_TASK BRIEF_
Report each line of the listing below that contains the word "stump", copying every such line in full.

_EXERCISE DATA_
---*---

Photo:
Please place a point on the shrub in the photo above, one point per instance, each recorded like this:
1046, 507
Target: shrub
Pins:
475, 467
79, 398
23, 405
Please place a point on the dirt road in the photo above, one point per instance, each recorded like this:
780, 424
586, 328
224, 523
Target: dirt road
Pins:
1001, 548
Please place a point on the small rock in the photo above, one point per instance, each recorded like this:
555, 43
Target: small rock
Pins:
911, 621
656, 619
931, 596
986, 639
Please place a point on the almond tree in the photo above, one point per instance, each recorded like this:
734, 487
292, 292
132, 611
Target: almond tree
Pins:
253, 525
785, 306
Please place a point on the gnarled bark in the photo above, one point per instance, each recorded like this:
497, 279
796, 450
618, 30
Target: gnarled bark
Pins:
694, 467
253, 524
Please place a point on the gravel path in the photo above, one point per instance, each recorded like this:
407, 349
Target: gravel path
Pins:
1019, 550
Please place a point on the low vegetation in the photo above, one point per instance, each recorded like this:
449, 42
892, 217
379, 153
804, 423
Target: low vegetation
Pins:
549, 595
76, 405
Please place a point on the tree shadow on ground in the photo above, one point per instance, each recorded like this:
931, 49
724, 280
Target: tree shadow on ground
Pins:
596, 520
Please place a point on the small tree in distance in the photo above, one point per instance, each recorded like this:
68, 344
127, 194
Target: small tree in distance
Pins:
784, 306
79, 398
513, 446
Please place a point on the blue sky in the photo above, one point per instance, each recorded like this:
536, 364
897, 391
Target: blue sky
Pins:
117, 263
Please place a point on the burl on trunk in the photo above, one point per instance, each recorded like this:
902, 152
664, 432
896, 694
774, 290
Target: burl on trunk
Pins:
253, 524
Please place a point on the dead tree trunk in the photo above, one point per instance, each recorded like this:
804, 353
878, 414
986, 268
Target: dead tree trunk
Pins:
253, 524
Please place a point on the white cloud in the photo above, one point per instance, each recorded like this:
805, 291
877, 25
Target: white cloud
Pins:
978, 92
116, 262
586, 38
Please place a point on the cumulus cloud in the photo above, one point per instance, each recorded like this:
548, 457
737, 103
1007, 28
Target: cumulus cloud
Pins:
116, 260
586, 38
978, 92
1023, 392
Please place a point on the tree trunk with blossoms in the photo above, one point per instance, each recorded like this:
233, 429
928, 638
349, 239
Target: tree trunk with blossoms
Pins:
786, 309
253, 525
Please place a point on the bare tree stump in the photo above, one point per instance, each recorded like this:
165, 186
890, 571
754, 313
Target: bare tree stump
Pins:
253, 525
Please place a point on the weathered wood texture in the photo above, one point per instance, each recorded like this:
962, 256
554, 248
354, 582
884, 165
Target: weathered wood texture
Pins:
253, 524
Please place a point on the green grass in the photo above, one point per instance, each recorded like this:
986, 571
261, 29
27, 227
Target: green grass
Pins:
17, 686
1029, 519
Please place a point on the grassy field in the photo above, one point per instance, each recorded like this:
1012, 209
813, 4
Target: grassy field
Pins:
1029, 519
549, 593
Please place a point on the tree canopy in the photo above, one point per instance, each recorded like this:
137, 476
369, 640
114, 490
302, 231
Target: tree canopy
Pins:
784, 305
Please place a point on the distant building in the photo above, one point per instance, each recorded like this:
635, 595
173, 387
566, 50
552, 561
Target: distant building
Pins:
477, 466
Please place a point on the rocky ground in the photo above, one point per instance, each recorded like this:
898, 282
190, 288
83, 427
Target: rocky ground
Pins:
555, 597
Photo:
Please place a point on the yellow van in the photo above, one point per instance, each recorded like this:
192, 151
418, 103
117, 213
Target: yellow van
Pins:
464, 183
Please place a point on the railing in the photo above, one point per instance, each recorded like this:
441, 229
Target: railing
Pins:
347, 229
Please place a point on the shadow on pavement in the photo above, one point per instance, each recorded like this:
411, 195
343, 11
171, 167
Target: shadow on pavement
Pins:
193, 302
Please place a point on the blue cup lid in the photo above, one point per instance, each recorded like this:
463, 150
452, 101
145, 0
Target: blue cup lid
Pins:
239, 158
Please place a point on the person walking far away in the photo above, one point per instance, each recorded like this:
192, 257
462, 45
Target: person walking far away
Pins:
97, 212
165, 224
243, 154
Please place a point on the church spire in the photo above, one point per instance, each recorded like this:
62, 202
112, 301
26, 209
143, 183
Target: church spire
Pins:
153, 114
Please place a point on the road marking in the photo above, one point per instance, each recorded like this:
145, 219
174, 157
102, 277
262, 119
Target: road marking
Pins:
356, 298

---*---

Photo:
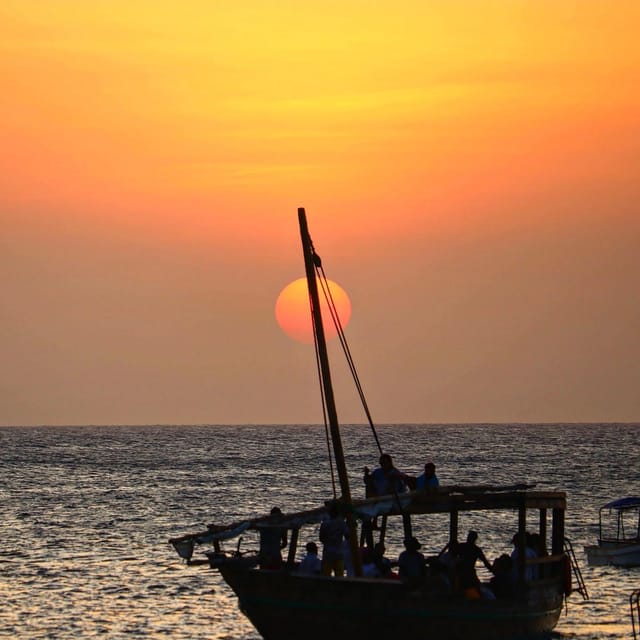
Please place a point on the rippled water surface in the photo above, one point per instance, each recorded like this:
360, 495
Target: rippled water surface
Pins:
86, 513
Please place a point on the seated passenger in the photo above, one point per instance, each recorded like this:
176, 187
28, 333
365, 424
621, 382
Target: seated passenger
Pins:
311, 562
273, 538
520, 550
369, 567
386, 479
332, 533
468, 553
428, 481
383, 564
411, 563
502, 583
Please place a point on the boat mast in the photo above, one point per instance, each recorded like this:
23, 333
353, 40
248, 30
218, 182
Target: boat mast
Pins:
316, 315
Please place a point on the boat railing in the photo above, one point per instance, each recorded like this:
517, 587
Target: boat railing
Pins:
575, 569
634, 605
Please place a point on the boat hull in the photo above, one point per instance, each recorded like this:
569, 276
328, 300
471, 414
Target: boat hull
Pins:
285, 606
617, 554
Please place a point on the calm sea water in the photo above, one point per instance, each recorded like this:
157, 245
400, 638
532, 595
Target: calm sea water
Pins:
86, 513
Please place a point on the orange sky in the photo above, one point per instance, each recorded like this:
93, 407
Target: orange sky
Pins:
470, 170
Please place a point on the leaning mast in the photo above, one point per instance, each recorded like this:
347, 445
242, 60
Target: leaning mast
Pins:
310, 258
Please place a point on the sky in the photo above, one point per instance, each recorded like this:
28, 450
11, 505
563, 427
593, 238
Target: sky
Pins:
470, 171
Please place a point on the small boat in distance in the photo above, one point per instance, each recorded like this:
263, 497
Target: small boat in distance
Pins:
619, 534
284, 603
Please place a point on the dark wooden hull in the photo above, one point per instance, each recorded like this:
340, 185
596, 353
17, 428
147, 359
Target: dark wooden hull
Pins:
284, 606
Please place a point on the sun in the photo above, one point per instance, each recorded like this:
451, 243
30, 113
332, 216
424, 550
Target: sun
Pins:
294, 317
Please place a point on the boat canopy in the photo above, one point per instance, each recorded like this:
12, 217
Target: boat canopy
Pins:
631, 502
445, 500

---*---

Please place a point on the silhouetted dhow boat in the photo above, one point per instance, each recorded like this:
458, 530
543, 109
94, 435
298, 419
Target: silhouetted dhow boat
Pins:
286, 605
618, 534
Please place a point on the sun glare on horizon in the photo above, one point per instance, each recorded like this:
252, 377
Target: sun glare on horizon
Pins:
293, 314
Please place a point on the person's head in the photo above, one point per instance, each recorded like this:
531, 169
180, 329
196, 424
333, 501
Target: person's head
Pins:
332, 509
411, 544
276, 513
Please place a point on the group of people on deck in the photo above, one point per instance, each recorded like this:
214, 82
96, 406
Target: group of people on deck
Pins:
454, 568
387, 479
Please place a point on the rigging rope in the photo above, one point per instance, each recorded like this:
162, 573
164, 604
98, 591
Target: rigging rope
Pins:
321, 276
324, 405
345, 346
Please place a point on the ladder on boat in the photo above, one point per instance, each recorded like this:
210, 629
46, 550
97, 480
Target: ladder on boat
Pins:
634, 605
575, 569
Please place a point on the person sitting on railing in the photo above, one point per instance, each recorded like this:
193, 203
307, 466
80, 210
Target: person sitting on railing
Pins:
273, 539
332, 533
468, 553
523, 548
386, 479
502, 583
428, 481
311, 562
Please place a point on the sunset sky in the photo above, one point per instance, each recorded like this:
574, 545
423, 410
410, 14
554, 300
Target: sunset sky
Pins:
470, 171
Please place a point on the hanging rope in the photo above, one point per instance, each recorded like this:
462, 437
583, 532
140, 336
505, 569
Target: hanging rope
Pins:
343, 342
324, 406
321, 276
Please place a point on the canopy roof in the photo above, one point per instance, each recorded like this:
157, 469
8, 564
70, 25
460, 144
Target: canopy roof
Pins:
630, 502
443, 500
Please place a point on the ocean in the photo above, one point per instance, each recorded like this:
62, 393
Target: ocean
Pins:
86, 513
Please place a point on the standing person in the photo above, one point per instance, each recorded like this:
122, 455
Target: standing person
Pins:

---*---

_FINAL RESULT_
Please place a point on the bare tree stump in the photo above, one point per instance, each recorded like this:
Target: bare tree stump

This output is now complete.